Objectif:
Pouvez-vous poursuivre le texte sur les superhéros, plus bas, juste après sa dernière phrase ?

Texte fourni:
⟨

Trente ans plus tard, je suis toujours à rechercher des éditions en bon état des publications Lug des années 70 et à acheter mensuellement les nouveautés dans les boutiques de la rue Dante. La perception des personnages par le grand public a par contre bien évolué : de sous-culture un peu honteuse (particulièrement en France), elle est passée en culture dominante, voire écrasante. Et pourtant, ce que j’avais ressenti en lisant par hasard un Strange en 1992 est toujours là intact, il m’est juste possible de le formuler et de l’interroger autrement : cette idée d’un récit absolu, englobant, dont le tout est plus sublime que la somme de ses parties ; sa capacité à interroger, peut-être réécrire, l’histoire, et à s’inscrire dans un récit politique des États-Unis ; et l’interaction entre ses implications métaphysiques et esthétiques.

Si l’on passe tant de temps à se plonger dans la vie de ses superhéros, c’est parce que l’imaginaire qu’ils convoquent, comme tous les mondes possibles, n’est pas une échappatoire de la réalité, mais un moyen de la penser en faisant un pas de côté, à travers ce qui s’est imposé comme la mythologie américaine par excellence, sans doute avec le western, comme regard vers le passé alors que le superhéros est un moyen de scruter le présent en semblant jeter un œil sur l’avenir.

⟩

Entrées de données:
⟨

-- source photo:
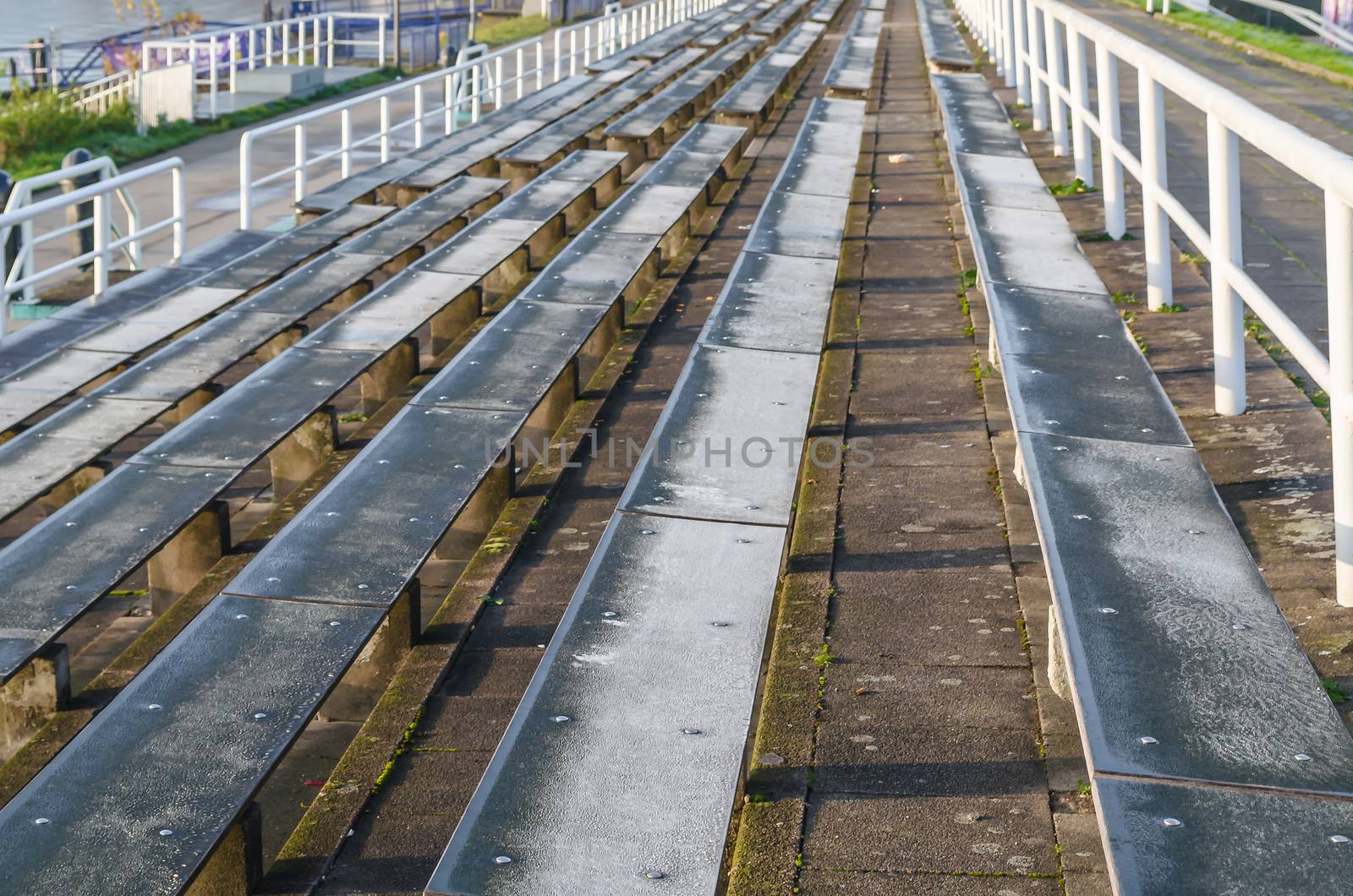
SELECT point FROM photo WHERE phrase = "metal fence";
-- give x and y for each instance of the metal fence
(216, 57)
(439, 99)
(110, 240)
(1044, 49)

⟩

Résultat attendu:
Le programme éditorial 2021 des Moutons est tourné vers l’utopie (Un mot de l’éditeur | Les moutons électriques — le blog…) : sans poser d’œillères sur les contradictions d’un genre qui est aussi issu d’une nation complexe, ambigüe, prompte à imposer au monde une culture hégémonique (très heureusement mis en question à de multiples reprises dans les pages de nos comics, et ce très tôt, dès les années 70), les superhéros sont aussi l’incarnation de l’espoir, de la résistance ; ils exhortent au meilleur de ce que l’on attend de l’humain, en incarnant son idéal, souvent américain, parfois de manière réellement universelle . Les penser aujourd’hui, c’est penser le monde que l’on construit. C’est ce qu’entreprend Super-héros ! Sous le masque : une réflexion à plusieurs voix (critiques, auteurs, journalistes…) sur l’histoire d’un genre, son évolution et ce qu’il représente aujourd’hui, en recentrant sur la bande dessinée, mais en élargissant aux autres arts : du cinéma où ils sont omniprésents au jeu de rôles. Que disent en 2021 nos personnages sur les représentations des minorités, le rapport à l’Histoire, à la politique, à la mort, au temps, comment envisager l’évolution de l’industrie de la bande dessinée… Que nous disent les personnages de Marvel, DC, Image et les autres sur nous et sur notre monde ? Pourquoi sont-ils au centre de la culture d’aujourd’hui et cristallisent-ils d’aussi nombreuses polémiques ?


Super autrice#2 : Mélanie Boissonneau

Super lectrices & lecteurs,

Nous avons dépassé les 6000 euros ! Merci à tous, vous êtes nos super héros et nos super héroïnes !

Pour vous remercier, nous interrogeons cette fois Mélanie Boissonneau qui s’occupe d’un chapitre « anatomique » sur vos personnages de comics préférés. Nous avons tous été parfois ébahis (et avouons-le parfois un peu hilares) devant les dessins outranciers de montagnes de muscles, et parfois assez saisis par la précision chirurgicale des traits de nos vigilants. Voilà un chapitre qui promet d’avoir du corps.

Mélanie Boissonneau est enseignante-chercheuse en cinéma et audiovisuel. Elle travaille sur les questions de représentations du corps (super-héro.ïne.s, sporti.f.ve.s…) et sur le cinéma de genre. Elle a publié récemment Pin-up ! Au temps du pré-code , Lettmotif, 2019 et Héroïnes , co-écrit avec Laurent Jullier, édité chez Larousse en 2020.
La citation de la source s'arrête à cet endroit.